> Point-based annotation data

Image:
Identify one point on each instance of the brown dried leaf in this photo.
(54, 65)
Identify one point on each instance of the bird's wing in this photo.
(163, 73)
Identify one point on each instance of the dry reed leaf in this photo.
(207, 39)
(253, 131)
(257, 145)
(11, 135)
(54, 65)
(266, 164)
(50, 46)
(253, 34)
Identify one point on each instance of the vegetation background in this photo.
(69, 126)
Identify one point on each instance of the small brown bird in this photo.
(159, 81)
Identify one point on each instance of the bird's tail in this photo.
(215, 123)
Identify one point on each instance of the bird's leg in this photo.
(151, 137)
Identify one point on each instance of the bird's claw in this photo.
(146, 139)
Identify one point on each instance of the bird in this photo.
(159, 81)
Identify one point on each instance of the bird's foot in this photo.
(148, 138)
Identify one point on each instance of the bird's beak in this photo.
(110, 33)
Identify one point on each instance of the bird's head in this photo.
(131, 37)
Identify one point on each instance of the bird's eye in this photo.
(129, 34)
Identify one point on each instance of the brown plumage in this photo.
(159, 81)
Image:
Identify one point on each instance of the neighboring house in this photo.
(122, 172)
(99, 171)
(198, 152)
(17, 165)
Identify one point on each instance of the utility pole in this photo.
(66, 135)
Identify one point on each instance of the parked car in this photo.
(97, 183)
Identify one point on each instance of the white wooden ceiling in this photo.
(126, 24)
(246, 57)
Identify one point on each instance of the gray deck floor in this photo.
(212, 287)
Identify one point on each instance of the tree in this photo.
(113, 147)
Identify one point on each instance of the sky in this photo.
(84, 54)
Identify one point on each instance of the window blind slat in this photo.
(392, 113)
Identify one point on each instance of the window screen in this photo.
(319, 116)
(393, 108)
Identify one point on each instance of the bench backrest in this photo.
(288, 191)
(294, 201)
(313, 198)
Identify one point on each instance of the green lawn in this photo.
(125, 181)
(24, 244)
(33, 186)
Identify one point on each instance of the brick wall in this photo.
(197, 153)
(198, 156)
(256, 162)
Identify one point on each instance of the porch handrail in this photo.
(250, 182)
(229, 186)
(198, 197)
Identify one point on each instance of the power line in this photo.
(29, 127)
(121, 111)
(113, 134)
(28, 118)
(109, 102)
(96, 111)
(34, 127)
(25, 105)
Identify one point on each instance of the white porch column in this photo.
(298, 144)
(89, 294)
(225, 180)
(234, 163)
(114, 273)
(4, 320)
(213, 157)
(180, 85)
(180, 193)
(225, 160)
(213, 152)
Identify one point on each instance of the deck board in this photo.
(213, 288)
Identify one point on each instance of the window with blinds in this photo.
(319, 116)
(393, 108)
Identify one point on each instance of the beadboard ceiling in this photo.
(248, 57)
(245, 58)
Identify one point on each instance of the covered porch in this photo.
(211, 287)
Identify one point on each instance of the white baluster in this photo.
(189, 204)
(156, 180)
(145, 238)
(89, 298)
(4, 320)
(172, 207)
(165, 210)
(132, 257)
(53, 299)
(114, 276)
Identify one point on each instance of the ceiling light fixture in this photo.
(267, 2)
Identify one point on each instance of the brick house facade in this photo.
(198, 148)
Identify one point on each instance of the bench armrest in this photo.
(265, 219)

> Task objective
Could you format the records from the line containing "Identify one point on each instance of the parked" through the end of the records as a two-column CSV with the headers instruction and points? Give one row per record, put each record's text and its answer each in a single quoted field, and replace every line break with a space.

> Complete answer
instruction,points
"Identify one point on each instance of the parked car in this photo.","(97, 183)"
"Identify one point on each instance of the white wooden ceiling in this photo.","(126, 24) (246, 57)"
"Identify one point on each instance of the gray deck floor in this photo.","(212, 287)"
"Identify one point on each instance of the tree in this photo.","(113, 147)"
"Identify one point on each instance of the sky in this photo.","(84, 54)"
"Identify one point on each instance of the window blind slat in this photo.","(392, 113)"
"Identify one point on each instance of the window screen in this photo.","(319, 116) (393, 108)"
"Identify one point on each instance of the bench backrest in this photo.","(288, 191) (294, 201) (313, 198)"
"Identify one point on each instance of the green lawn in this photo.","(125, 181) (24, 244) (33, 186)"
"Identify one point on each instance of the brick wall in this photo.","(197, 153) (198, 156) (256, 162)"
"Identify one point on each instance of the porch handrail in this photo.","(250, 182) (229, 186) (198, 197)"
"Identify one point on each instance of the power line in this photo.","(29, 127) (121, 111) (113, 134) (28, 118) (109, 102) (96, 111) (34, 127) (25, 105)"
"Identify one point on each instance of the white porch column in this photo.","(298, 144) (89, 294) (225, 180) (234, 163) (114, 273) (4, 320) (213, 157) (180, 85) (180, 193) (225, 160) (213, 152)"
"Identify one point on each instance of the deck board in this photo.","(213, 288)"
"Identify one point on each instance of the window with blinds in this photo.","(319, 116) (393, 108)"
"Identify one point on each instance of the beadboard ceiling in this photo.","(248, 57) (245, 58)"
"Identify one point on each instance of the covered porch in this photo.","(211, 287)"
"Identify one point on each instance of the white baluster in this photo.","(189, 204) (156, 180) (145, 238) (89, 298) (4, 320) (172, 207) (165, 210) (132, 257) (53, 299) (114, 276)"
"Identify one point on each instance of the ceiling light fixture in this photo.","(267, 2)"
"Identify one point on each instance of the brick house facade in this photo.","(198, 148)"
"Identify one point on each instance of the bench armrest in this photo.","(265, 219)"